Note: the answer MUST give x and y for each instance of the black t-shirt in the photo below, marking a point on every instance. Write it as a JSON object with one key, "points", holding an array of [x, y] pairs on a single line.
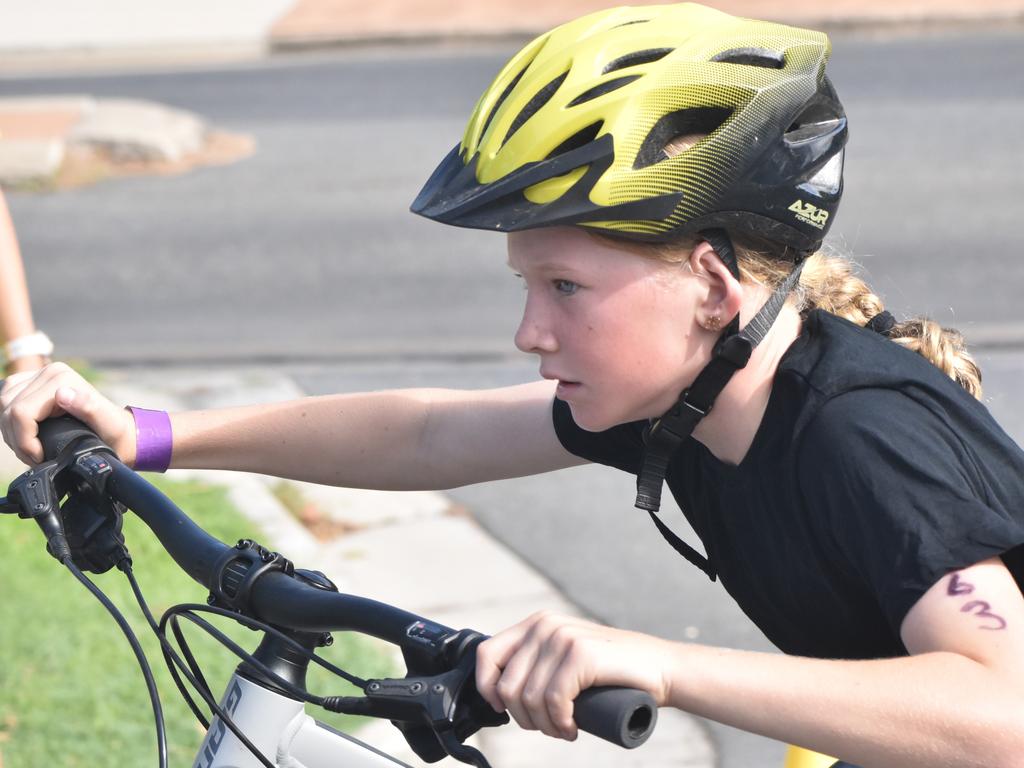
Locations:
{"points": [[870, 476]]}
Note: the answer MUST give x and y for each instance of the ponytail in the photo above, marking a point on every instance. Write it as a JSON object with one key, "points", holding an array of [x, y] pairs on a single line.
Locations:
{"points": [[830, 283]]}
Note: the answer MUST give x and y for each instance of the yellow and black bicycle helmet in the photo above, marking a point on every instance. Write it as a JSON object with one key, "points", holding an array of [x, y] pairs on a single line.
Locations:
{"points": [[572, 131]]}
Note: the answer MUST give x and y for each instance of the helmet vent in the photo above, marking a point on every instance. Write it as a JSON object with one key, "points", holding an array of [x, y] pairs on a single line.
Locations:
{"points": [[685, 123], [578, 139], [505, 94], [606, 87], [752, 57], [535, 104], [627, 24], [636, 58]]}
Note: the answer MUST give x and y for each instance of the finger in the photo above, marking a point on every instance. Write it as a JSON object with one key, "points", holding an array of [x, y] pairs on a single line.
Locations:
{"points": [[513, 679], [537, 692], [572, 675], [492, 655]]}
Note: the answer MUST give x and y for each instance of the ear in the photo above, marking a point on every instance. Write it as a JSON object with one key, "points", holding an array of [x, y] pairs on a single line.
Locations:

Goal
Copy all of the material above line for line, without changing a word, and leave out the pictures.

Complete response
Note: the answer MUST give x and y for each instance of the black t-shirt in the photo below, marking a point on every instance. Write it as a JSON object with one key, "points", holding an array of [x, y] pairs on a single line.
Locations:
{"points": [[870, 476]]}
Note: the answer MUST give x and y for each instance of the ponytail in the photo above, marking a point on every instance. Write it as a JSON object with one key, "points", holding an array of [x, y] pairs on a single line.
Locations:
{"points": [[830, 283]]}
Note: the answer MUST give x and y for each instance of the yellow and black bicycle helmet in the photo above, marking a point on every instance. Write it as a JSON object with one key, "points", holding an array of [x, y] pairs on a single line.
Locations:
{"points": [[572, 131]]}
Note: the answer MUST give x and y for each instance of the helmet vent in the photo above, marking a point on every instance. Write it as a JSON object with one key, "points", holding an array of [x, y] pairs on a single line.
Locations:
{"points": [[685, 123], [578, 139], [505, 94], [606, 87], [752, 57], [535, 104], [627, 24], [636, 58]]}
Note: the answer MUST give x and y for each instance of the finger in the photo above, marking a point on every instance. Write it as a JSON object with one key, "points", holding an array of [x, y] pairs on a single line.
Locations:
{"points": [[513, 679], [537, 692], [572, 675], [492, 655]]}
Note: the answer MUST give x and y for each instance of the ear in the photo above, marking a point on every instance. Write it as a JSON object with one key, "points", holding an array of [x, y] pairs on a single line.
Locations:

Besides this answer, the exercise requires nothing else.